### THE REQUEST:
Report each line below that contains the word "jacket" by copying the whole line. Letter case must match.

### ITEMS:

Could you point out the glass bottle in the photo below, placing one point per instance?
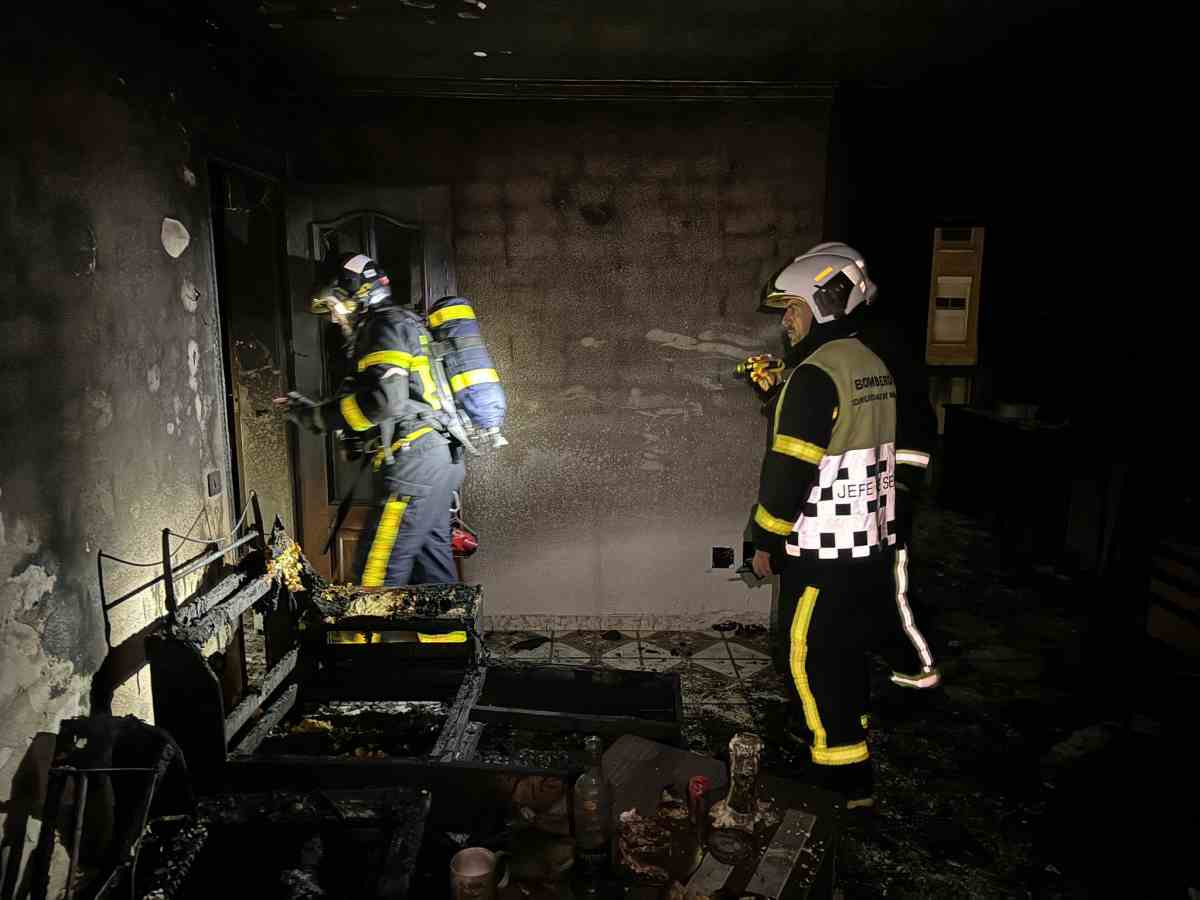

...

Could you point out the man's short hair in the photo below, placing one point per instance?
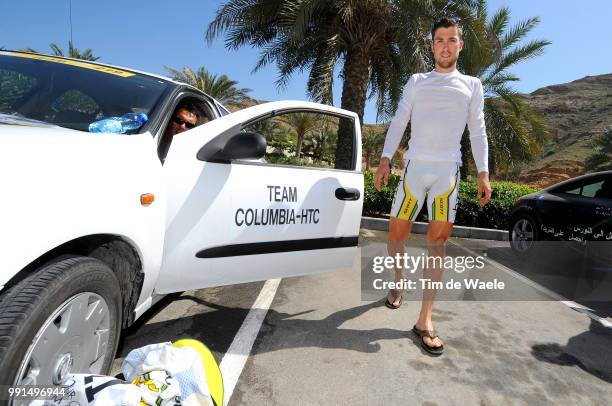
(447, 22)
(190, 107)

==

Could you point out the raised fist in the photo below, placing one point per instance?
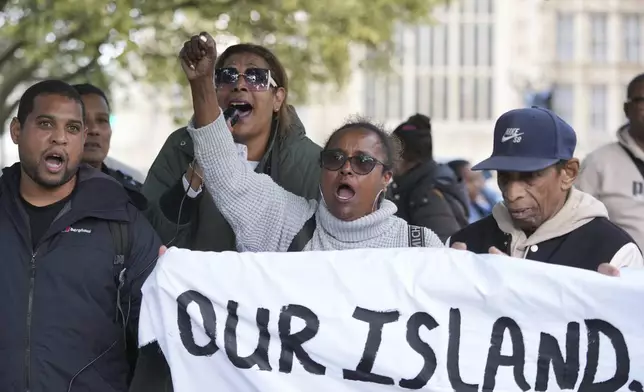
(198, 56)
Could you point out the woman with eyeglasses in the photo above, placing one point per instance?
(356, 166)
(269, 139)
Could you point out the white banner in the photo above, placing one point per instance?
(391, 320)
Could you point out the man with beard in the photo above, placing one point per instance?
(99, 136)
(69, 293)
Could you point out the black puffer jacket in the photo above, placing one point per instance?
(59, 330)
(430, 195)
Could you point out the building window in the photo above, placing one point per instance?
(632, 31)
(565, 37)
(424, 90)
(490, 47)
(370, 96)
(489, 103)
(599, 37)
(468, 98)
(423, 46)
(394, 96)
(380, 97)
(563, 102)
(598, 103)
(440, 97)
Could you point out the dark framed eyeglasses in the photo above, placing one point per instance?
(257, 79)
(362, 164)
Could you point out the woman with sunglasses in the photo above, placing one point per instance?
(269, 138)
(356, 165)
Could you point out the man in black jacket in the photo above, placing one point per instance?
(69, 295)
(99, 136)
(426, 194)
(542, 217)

### SOLUTION TO THE EXERCISE:
Could you point out the black puffer jacket in the photo above, placing one point per instance?
Could you point out the man in black jacket in the photo above, placing one point per instance?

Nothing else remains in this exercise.